Exercise objective
Please print each record exactly, omitting none of them.

Entries supplied
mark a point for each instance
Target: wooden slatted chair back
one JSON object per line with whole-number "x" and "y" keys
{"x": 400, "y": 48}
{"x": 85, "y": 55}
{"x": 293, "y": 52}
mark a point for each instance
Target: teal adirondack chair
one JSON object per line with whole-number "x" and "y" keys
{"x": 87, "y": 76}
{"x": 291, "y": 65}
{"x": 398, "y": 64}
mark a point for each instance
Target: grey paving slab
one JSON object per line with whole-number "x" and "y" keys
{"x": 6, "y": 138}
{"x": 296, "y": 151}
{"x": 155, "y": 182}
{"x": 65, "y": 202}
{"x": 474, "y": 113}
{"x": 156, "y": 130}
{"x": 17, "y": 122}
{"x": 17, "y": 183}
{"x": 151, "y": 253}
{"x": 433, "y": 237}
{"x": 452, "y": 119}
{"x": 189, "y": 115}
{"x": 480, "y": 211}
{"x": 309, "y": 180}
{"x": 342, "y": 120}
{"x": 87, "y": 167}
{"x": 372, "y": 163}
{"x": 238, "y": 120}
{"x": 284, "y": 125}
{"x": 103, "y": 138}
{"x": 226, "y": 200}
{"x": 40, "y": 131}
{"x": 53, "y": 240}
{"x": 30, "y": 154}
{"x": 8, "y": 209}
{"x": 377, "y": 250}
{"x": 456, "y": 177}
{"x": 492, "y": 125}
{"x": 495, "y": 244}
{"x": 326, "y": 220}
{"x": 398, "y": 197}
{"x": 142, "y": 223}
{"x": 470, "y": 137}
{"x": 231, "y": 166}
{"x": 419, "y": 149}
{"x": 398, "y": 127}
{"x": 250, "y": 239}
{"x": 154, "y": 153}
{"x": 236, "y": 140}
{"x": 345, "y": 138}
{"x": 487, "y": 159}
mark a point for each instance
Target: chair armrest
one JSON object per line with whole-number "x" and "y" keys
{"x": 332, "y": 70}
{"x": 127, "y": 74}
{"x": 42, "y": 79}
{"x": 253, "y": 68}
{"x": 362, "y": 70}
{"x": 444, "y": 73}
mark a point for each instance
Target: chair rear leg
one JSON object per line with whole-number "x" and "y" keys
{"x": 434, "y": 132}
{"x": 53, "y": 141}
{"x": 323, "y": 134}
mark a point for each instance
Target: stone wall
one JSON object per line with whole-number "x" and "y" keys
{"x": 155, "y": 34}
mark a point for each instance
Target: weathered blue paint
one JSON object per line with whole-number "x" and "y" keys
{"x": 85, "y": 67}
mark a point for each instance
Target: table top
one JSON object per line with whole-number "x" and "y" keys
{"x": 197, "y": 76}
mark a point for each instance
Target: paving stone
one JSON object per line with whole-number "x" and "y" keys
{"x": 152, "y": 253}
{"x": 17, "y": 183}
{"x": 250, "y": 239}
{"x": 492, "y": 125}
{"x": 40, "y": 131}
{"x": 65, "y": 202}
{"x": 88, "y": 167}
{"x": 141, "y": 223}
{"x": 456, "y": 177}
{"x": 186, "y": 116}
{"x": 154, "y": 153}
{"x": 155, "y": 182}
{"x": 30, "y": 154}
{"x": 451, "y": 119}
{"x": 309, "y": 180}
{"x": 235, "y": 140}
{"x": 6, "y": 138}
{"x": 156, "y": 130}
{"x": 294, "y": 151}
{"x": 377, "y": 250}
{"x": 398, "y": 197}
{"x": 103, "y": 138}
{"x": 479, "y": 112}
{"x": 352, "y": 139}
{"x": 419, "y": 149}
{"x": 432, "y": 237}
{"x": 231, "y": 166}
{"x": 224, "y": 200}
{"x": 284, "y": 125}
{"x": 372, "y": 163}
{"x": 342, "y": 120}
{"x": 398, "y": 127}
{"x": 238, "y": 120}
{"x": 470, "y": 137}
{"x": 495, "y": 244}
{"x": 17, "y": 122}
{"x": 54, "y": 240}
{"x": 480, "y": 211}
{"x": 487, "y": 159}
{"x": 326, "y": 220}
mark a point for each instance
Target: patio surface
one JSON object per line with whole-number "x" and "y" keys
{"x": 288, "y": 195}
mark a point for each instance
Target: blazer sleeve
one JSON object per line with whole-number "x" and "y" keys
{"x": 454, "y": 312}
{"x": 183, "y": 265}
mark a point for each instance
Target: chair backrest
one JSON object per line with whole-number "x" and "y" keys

Response area
mark a point for each instance
Target: wooden slatted chair back
one JSON object per line with whole-number "x" and "y" keys
{"x": 400, "y": 48}
{"x": 85, "y": 55}
{"x": 293, "y": 52}
mark a point for each instance
Target: teal adirondack chair
one JSON object per line with whole-number "x" and "y" keys
{"x": 87, "y": 76}
{"x": 291, "y": 65}
{"x": 398, "y": 64}
mark a point for each instance
Target: grey paving slab
one JSON object per line with whole-number "x" and "y" keys
{"x": 6, "y": 138}
{"x": 296, "y": 151}
{"x": 155, "y": 182}
{"x": 65, "y": 202}
{"x": 474, "y": 113}
{"x": 156, "y": 130}
{"x": 17, "y": 122}
{"x": 17, "y": 183}
{"x": 151, "y": 253}
{"x": 433, "y": 237}
{"x": 452, "y": 119}
{"x": 189, "y": 115}
{"x": 480, "y": 211}
{"x": 309, "y": 180}
{"x": 342, "y": 120}
{"x": 87, "y": 167}
{"x": 372, "y": 163}
{"x": 238, "y": 120}
{"x": 284, "y": 125}
{"x": 103, "y": 138}
{"x": 226, "y": 200}
{"x": 40, "y": 131}
{"x": 53, "y": 240}
{"x": 30, "y": 154}
{"x": 8, "y": 209}
{"x": 377, "y": 250}
{"x": 456, "y": 177}
{"x": 492, "y": 125}
{"x": 495, "y": 244}
{"x": 326, "y": 220}
{"x": 398, "y": 197}
{"x": 142, "y": 223}
{"x": 470, "y": 137}
{"x": 231, "y": 166}
{"x": 419, "y": 149}
{"x": 398, "y": 127}
{"x": 250, "y": 239}
{"x": 154, "y": 153}
{"x": 236, "y": 140}
{"x": 345, "y": 138}
{"x": 487, "y": 159}
mark a point for each instance
Target: chair armrest
one JSON object per line with whole-number "x" and "y" keys
{"x": 332, "y": 70}
{"x": 127, "y": 74}
{"x": 42, "y": 79}
{"x": 253, "y": 68}
{"x": 362, "y": 70}
{"x": 444, "y": 73}
mark a point for each instance
Target: chair rear leg
one JSON object per line with whole-number "x" and "y" keys
{"x": 434, "y": 132}
{"x": 53, "y": 141}
{"x": 323, "y": 134}
mark a point for each instance
Target: stone wall
one JSON object per line with whole-number "x" and "y" keys
{"x": 155, "y": 34}
mark a point for each instance
Target: weathered blue paint
one JSON object per line with whole-number "x" and "y" keys
{"x": 85, "y": 67}
mark a point for each instance
Target: table top
one JSON object per line with whole-number "x" and "y" keys
{"x": 197, "y": 76}
mark a point for each instance
Target: paving stone
one JSON object per line with whole-number "x" and "y" keys
{"x": 152, "y": 253}
{"x": 17, "y": 183}
{"x": 250, "y": 239}
{"x": 492, "y": 125}
{"x": 40, "y": 131}
{"x": 65, "y": 202}
{"x": 88, "y": 167}
{"x": 141, "y": 223}
{"x": 456, "y": 177}
{"x": 186, "y": 116}
{"x": 154, "y": 153}
{"x": 155, "y": 182}
{"x": 30, "y": 154}
{"x": 451, "y": 119}
{"x": 309, "y": 180}
{"x": 235, "y": 140}
{"x": 6, "y": 138}
{"x": 156, "y": 130}
{"x": 294, "y": 151}
{"x": 377, "y": 250}
{"x": 398, "y": 197}
{"x": 103, "y": 138}
{"x": 479, "y": 112}
{"x": 352, "y": 139}
{"x": 419, "y": 149}
{"x": 432, "y": 237}
{"x": 231, "y": 166}
{"x": 224, "y": 200}
{"x": 284, "y": 125}
{"x": 372, "y": 163}
{"x": 342, "y": 120}
{"x": 398, "y": 127}
{"x": 238, "y": 120}
{"x": 470, "y": 137}
{"x": 495, "y": 244}
{"x": 17, "y": 122}
{"x": 54, "y": 240}
{"x": 480, "y": 211}
{"x": 487, "y": 159}
{"x": 326, "y": 220}
mark a point for each instance
Target: patio surface
one JSON object per line with whole-number "x" and "y" keys
{"x": 288, "y": 195}
mark a point for each instance
Target: blazer sleeve
one JSON object per line with whole-number "x" and "y" keys
{"x": 454, "y": 312}
{"x": 183, "y": 265}
mark a point for each instance
Target: chair backrest
one JSON object per line with whole-number "x" and "y" keys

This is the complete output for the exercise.